Extract provided ::
= Beginning of Section =

Catholic Diocese of Nakuru Mission plans Mass and benefit
By Claudia Mathis
SUN staff writer
“Whatever you do to the least of these, you do to me.”
— Jesus in Matthew 25:40
MATTYDALE — The Catholic Diocese of Nakuru Mission (CDNM), in continuing its effort to fund programs aimed at helping those suffering from poverty in Nakuru, Kenya, has planned a special Mass and benefit on Friday, Oct. 9 at 6 p.m. at St. Margaret’s Church in Mattydale.
Before Mass, a multimedia presentation featuring Kenyan choir music, an overview of Kenya and the work that has been done by the CDNM mission to date will be shown.
During the Mass, St. Margaret’s choir will sing several songs in Swahili. Barry Vaughn, a St. Margaret’s choir member and CDNM volunteer, is looking forward to the event and believes that everyone who attends will enjoy it. “There is a spirit of love and respect that pervades this ministry which is very special,” Vaughn said.
Following the Mass, a benefit will be held in St. Margaret’s auditorium and will feature African entertainment, food and a market bazaar. Unique handmade items will be offered through raffles and a silent auction.
With the money that is raised, CDNM wants to provide immediate food aid to those in dire need, treat children who are suffering from acute malnutrition and provide them with immediate therapeutic care. The mission would also like to provide urgently needed seeds to families in time for planting season to ensure a food supply for the next harvest.
“The support we receive will help us to bring the Gospel message of love and hope to the people of Nakuru, Kenya,” said Father Cleophas Oseso-Tuka, CDNM director and parochial vicar at St. Margaret’s. “The people of Kenya would also benefit from the generosity of everyone’s prayers.”
In the last 25 years, weather patterns in Kenya have changed drastically, causing communities living in arid and semi-arid regions to move in search of food, water and pasture. Since Kenya is overwhelmingly dependent on agriculture and 80 percent of its crops depend on rainfall, famine or a lack of rain has created a disastrous situation.
“We want to share our ministry, especially now,” said Father Tuka. “With the drought, nothing will grow.”
Besides the troublesome environmental conditions, Nakuru’s people are also plagued by political unrest, poverty and the prevalence of HIV/AIDS.
Father Tuka knows first-hand what the conditions are like in Nakuru. He is a native of the area. Father Tuka said that in Kenya the common problem is poverty, which touches every dimension of life. The Diocese of Nakuru is working to bring hope to many people by trying to alleviate poverty in the area.
The Syracuse Diocese, through CDNM, is also helping those who suffer in the Nakuru Diocese.
The CDNM was incorporated July 2000. Its mission is to promote pastoral and human development through evangelization and community mobilization. The CDNM office is located in Canastota and the organization has eight board members. Father Tuka said that CDNM provides educational and intercultural opportunities to learn about Kenya throughout the diocese. The mission has sponsored events at Holy Family in Syracuse, St. Margaret’s in Mattydale, Transfiguration of Our Lord in Syracuse and St. Agatha’s in Canastota in recent years.
Father Tuka said that the Catholic Church is the only hope for the many poor and displaced who are suffering in Nakuru.
CDNM’s annual fundraiser provides for their basic needs — housing, food and water, clothing, medicine/health care, cooking oil and blankets. There are 100,000 people in the Nakuru Diocese.
CDNM has suggested some ways to assist their mission: pray for the Nakuru Diocese and Kenya, give generously at the Mass, purchase raffle and 50/50 tickets at the benefit, encourage others to get involved, make monthly donations and join the annual fundraising committee.
“Together, I believe we can make a difference in the life of a needy person,” said Father Tuka. “Assisting a brother or sister in need is working for a society where all have an opportunity to live their lives fully.”

= End of Section =

Exercise directions ::
Answer these questions from the article about the Nakuru mission Mass and benefit:
(a) On what day and at what time is the special Mass and benefit scheduled?
(b) What percentage of Kenya's crops depend on rainfall?
(c) In what month and year was the CDNM incorporated?

Data section ::
= Beginning of Section =

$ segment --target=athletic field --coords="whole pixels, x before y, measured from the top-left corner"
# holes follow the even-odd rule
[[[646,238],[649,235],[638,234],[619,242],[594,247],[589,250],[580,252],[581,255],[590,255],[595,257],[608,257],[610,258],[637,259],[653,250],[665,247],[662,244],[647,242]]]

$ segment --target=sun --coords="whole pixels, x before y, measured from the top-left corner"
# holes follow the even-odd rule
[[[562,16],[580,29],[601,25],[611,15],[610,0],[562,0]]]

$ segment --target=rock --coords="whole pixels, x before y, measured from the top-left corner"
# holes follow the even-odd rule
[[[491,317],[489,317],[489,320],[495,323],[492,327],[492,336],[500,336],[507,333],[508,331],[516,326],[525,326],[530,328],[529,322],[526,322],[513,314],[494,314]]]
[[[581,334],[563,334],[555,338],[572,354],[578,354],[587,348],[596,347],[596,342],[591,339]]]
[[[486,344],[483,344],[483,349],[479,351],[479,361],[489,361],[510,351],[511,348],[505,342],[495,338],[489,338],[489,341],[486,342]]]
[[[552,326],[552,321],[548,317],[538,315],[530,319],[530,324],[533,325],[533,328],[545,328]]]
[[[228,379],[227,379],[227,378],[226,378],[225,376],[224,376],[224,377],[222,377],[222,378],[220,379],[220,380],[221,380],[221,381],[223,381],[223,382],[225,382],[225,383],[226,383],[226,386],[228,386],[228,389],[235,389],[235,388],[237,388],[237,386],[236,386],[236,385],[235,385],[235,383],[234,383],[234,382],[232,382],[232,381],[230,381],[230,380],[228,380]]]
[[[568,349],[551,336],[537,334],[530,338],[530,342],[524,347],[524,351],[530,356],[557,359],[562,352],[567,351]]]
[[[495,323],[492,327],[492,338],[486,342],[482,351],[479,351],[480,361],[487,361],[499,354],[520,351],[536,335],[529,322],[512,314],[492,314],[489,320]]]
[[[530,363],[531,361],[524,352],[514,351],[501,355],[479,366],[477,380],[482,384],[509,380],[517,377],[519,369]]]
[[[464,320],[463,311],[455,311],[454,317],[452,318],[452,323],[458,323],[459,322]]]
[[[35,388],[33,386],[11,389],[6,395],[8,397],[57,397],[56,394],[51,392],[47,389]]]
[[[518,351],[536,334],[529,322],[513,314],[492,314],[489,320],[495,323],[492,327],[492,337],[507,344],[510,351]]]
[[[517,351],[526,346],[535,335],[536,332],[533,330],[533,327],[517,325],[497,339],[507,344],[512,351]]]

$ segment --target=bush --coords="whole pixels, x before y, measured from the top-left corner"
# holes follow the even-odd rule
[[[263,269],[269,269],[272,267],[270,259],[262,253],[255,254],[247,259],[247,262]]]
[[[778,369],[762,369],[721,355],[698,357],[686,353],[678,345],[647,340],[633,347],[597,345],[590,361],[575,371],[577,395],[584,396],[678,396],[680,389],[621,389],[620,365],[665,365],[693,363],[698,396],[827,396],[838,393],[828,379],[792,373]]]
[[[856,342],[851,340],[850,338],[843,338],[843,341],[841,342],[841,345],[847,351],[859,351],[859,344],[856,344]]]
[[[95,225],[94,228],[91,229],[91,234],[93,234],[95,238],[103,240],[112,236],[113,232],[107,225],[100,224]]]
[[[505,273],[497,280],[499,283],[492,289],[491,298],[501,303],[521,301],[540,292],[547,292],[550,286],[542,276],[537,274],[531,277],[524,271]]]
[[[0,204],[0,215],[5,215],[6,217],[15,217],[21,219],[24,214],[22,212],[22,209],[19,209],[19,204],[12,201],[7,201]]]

= End of Section =

Result of the task ::
(a) Friday, Oct. 9, at 6 p.m.
(b) 80 percent
(c) July 2000